____ Task inputs

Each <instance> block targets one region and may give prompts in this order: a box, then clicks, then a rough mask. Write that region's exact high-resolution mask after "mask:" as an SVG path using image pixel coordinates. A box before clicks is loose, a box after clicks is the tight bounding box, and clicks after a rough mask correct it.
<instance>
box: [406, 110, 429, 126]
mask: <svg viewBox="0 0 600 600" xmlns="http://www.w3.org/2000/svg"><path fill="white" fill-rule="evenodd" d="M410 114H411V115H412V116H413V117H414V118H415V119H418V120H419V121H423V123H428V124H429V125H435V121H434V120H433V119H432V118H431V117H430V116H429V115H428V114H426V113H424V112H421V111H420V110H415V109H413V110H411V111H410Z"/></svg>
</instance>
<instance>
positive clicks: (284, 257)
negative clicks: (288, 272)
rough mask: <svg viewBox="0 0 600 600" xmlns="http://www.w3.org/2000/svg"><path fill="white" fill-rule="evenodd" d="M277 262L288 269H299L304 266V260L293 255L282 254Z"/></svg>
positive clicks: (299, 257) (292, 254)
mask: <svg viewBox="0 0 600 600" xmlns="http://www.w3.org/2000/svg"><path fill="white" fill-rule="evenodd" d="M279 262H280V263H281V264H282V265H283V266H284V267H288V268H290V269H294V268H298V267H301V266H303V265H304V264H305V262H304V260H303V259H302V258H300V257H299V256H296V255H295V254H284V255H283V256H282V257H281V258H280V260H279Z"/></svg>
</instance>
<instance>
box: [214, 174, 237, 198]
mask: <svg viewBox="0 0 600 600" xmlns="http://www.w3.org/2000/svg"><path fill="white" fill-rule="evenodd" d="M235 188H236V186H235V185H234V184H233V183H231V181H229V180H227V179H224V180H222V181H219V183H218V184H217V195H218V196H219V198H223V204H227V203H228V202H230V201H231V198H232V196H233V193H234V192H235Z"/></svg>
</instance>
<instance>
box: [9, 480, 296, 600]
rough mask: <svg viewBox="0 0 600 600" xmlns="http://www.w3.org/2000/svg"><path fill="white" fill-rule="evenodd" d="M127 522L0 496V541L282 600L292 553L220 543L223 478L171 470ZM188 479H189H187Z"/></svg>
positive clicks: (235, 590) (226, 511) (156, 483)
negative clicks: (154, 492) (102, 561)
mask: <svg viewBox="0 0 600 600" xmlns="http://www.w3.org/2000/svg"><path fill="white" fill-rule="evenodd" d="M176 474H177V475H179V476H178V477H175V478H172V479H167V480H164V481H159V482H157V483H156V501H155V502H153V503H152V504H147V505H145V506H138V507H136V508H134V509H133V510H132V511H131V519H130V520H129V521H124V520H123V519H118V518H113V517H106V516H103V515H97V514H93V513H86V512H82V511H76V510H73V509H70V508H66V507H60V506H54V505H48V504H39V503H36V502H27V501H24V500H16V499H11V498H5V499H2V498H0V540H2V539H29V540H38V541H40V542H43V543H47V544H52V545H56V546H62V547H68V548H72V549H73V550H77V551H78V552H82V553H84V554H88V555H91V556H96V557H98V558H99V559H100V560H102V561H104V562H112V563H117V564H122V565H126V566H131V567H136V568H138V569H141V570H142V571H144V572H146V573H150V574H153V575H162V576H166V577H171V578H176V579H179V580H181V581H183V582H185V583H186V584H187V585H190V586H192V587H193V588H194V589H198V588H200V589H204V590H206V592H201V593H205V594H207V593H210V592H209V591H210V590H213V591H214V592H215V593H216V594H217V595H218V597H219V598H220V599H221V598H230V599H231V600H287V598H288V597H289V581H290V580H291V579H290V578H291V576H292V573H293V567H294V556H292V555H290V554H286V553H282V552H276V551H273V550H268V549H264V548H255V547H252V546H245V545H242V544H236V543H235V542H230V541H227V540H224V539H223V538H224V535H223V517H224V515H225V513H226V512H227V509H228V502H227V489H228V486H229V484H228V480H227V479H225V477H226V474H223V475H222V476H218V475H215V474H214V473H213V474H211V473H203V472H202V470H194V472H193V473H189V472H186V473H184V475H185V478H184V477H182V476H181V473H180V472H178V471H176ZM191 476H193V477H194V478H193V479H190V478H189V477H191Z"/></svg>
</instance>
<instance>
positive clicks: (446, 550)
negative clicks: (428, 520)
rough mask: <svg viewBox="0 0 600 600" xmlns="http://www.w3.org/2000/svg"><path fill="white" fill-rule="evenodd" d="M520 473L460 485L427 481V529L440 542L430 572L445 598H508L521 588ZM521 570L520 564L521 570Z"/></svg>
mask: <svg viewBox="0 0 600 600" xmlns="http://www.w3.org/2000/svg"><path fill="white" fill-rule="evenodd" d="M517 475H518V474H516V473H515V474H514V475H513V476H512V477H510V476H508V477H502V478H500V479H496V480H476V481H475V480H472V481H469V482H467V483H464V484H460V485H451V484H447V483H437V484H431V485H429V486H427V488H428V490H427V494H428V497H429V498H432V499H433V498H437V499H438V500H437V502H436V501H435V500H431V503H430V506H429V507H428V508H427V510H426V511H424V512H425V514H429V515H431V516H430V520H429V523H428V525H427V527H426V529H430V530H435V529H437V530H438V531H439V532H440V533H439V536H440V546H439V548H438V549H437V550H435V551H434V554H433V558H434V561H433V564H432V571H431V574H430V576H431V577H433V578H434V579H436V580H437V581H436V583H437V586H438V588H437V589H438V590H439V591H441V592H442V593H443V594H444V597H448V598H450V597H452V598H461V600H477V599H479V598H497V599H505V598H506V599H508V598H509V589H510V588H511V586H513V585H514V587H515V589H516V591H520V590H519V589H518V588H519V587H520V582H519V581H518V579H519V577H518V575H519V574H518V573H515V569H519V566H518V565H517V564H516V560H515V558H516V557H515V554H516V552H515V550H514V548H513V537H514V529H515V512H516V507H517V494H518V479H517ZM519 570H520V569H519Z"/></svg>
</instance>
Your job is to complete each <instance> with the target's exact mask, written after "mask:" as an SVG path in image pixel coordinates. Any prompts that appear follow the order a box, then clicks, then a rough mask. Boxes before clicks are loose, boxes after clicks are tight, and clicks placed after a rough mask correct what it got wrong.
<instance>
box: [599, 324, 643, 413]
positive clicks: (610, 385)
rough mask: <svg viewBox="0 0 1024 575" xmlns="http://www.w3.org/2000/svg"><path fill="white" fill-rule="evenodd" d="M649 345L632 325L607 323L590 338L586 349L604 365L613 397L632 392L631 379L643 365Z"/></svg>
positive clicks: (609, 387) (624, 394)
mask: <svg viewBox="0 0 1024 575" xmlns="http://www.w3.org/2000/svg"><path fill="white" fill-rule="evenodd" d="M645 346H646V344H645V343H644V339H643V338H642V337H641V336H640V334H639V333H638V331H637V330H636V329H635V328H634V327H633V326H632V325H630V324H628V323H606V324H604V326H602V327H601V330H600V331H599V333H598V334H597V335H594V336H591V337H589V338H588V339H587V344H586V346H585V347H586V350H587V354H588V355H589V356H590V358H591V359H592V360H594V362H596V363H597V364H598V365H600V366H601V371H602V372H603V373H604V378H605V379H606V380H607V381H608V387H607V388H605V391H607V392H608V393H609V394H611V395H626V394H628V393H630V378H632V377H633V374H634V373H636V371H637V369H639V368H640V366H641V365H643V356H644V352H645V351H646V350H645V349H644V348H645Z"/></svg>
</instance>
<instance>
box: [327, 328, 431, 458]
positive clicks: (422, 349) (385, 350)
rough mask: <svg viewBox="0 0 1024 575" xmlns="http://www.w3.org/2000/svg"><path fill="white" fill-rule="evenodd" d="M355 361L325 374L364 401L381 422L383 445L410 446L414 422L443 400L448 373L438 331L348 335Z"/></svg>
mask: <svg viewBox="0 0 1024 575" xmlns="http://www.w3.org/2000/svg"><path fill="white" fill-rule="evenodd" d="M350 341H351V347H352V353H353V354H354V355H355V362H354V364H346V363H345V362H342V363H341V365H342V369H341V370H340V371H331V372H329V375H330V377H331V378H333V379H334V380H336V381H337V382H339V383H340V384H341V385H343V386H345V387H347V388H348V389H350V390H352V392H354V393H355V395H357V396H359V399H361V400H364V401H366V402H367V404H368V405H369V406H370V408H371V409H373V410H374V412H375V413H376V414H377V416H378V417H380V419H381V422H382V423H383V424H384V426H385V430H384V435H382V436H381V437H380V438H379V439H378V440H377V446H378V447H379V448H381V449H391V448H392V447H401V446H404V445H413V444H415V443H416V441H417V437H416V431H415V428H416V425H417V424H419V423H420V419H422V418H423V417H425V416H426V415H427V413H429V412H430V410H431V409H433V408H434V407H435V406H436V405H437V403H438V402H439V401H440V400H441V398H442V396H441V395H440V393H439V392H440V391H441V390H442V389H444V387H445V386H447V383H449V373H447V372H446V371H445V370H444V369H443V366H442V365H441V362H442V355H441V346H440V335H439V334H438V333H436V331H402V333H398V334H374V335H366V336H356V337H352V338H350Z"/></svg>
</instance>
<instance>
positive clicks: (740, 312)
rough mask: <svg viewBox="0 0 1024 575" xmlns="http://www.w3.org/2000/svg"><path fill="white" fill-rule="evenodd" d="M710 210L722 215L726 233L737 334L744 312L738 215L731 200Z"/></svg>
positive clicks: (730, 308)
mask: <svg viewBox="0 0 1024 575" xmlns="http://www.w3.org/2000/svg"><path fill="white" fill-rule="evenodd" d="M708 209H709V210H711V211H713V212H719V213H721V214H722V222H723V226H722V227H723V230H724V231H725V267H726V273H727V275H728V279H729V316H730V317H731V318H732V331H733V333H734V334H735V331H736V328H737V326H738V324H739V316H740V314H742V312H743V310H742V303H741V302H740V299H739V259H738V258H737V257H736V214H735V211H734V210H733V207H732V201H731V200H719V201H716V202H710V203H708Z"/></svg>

________

Across the entries above, tally the lines that contain the string "after" and give that figure alone.

2